- Your task:
Among the entries below, find the lines with the word "roof" and return them.
# # # # #
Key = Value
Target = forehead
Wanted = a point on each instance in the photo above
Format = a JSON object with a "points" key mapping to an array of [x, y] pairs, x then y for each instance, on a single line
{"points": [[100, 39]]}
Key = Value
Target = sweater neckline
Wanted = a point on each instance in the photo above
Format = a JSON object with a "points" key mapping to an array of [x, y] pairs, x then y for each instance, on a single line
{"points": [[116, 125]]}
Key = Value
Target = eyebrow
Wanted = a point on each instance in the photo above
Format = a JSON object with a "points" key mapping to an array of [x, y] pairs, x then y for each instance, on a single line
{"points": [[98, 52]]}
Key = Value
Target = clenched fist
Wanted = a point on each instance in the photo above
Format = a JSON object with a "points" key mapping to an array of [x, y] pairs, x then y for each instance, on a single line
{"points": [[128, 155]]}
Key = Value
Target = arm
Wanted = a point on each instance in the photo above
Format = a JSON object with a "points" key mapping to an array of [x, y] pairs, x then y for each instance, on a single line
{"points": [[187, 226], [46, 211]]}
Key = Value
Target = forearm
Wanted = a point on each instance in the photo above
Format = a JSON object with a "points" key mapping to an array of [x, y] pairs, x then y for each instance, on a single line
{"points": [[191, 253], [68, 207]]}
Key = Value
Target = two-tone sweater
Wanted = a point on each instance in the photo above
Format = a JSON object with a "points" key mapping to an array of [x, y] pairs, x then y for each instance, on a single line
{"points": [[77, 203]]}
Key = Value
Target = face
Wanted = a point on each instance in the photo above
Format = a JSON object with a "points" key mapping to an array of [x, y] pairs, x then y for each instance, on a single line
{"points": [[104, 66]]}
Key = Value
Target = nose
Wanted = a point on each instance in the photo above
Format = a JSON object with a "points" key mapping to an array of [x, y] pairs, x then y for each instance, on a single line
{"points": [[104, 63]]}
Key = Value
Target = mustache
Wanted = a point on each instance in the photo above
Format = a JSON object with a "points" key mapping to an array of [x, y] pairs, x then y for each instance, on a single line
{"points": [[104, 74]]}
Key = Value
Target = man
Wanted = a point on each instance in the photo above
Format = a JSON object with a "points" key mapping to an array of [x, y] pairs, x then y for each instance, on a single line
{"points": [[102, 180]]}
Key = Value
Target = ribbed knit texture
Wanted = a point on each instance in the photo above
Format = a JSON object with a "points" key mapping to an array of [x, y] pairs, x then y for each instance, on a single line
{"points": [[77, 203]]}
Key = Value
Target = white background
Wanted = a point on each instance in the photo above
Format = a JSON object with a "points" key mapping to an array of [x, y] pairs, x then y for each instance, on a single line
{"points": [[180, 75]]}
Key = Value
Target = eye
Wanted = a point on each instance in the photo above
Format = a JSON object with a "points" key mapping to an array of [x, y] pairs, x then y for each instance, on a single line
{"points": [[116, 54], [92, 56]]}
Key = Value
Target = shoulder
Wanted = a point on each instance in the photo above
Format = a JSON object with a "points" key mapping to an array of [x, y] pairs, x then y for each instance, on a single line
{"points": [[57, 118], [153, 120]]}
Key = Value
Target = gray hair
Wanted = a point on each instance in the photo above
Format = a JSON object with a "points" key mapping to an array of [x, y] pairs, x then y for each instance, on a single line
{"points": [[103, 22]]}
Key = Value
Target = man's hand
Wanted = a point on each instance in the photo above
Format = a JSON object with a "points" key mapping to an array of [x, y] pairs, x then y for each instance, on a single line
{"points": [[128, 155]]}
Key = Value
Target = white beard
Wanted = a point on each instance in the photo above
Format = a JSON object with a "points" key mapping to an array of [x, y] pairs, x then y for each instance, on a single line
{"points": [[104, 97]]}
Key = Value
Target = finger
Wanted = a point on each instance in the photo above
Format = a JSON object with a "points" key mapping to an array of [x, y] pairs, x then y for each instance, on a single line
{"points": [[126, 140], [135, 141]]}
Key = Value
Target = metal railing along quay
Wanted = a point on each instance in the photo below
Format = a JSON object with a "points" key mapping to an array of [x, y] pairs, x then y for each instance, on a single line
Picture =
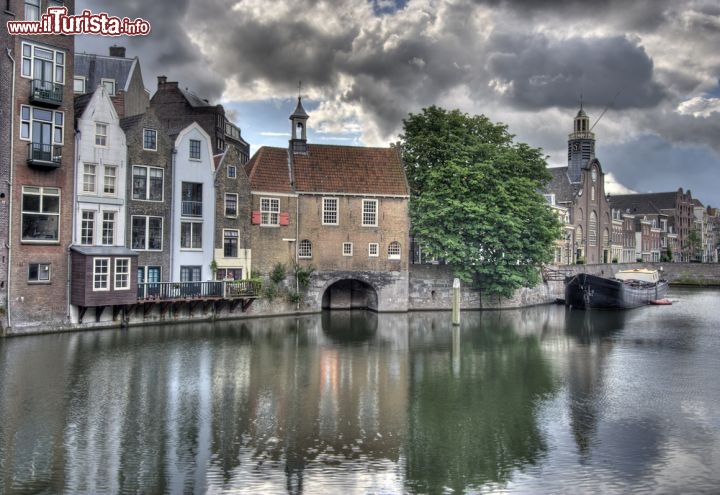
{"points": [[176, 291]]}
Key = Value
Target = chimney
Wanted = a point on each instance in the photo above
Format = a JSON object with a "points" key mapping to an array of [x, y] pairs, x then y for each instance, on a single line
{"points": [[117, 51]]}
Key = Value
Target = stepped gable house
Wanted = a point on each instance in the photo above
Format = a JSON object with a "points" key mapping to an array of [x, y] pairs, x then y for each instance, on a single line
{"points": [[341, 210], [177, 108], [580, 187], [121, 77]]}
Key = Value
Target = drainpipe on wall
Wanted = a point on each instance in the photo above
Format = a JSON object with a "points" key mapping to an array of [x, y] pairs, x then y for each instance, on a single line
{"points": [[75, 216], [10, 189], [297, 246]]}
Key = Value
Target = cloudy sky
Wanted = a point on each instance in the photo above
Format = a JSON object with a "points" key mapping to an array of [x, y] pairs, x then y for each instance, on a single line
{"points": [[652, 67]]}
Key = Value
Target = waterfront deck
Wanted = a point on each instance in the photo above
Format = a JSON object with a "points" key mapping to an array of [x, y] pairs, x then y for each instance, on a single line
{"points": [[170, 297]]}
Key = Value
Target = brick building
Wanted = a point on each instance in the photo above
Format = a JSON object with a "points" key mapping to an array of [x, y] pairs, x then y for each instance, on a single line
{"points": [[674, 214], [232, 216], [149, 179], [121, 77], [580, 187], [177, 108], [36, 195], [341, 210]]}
# # # # #
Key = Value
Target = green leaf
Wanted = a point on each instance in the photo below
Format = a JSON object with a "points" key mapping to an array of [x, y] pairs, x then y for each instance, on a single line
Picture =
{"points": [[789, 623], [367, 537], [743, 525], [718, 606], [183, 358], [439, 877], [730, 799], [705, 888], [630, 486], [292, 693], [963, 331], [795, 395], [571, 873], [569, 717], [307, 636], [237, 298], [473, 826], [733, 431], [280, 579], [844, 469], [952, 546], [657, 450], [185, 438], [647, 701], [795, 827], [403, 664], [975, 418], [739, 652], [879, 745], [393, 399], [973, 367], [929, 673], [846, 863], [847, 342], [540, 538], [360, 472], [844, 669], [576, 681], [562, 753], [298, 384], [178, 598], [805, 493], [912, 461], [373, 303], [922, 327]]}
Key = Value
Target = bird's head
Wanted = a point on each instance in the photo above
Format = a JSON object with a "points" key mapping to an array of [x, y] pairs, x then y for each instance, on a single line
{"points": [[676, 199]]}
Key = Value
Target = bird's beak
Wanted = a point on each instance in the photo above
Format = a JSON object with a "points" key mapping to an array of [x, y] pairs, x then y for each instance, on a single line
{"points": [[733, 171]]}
# # # # #
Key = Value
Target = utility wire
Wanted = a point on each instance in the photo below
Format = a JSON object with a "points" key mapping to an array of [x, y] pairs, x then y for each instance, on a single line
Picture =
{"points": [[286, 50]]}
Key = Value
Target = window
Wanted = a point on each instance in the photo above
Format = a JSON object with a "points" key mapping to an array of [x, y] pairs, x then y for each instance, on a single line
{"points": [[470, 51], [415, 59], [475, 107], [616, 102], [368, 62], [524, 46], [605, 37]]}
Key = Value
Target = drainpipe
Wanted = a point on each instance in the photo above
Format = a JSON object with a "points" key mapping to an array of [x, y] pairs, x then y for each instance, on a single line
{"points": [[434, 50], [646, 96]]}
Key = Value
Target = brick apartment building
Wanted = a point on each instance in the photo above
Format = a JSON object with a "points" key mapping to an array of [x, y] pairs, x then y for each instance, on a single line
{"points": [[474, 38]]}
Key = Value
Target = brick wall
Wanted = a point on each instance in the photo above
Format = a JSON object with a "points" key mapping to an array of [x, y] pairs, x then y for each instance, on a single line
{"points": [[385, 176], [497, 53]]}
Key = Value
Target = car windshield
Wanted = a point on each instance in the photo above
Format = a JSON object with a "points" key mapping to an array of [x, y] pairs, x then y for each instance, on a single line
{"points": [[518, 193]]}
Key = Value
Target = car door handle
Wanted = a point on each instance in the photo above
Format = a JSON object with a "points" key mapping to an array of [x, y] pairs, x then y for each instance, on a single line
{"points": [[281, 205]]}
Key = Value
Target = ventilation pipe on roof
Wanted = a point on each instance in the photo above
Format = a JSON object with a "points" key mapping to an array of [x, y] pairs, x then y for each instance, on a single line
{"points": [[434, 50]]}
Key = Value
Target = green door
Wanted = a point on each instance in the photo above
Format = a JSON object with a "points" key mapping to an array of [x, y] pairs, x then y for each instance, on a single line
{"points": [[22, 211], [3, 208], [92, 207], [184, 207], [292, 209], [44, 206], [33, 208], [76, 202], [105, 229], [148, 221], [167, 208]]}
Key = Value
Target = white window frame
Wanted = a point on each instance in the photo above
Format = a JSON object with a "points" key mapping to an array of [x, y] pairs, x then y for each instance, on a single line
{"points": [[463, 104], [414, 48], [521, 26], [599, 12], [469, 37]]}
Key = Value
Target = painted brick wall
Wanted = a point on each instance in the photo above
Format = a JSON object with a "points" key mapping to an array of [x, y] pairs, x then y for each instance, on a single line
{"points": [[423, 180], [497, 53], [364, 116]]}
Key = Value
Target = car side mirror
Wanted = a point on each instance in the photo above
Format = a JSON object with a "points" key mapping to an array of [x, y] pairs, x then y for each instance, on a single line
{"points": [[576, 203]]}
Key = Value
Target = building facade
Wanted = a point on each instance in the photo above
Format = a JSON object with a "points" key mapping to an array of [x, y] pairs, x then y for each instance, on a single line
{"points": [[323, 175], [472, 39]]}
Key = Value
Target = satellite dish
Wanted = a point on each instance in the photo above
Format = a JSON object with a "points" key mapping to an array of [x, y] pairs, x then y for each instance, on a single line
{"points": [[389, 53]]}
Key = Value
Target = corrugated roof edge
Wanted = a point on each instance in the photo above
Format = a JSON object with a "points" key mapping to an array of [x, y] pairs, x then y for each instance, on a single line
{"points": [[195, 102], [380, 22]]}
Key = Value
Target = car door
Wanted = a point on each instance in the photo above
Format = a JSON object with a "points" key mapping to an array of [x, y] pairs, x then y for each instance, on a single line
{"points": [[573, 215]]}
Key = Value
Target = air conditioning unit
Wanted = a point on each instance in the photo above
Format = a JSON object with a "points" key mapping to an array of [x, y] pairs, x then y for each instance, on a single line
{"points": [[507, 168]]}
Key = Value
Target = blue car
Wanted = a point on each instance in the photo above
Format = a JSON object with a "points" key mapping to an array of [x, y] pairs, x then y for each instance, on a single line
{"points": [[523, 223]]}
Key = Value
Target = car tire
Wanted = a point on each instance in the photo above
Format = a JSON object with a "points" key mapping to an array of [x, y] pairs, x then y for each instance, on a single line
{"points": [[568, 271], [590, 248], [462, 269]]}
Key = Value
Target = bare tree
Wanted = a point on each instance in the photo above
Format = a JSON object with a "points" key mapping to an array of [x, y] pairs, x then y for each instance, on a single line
# # # # #
- Reply to the exercise:
Target = ventilation pipe on roof
Target = corrugated roof edge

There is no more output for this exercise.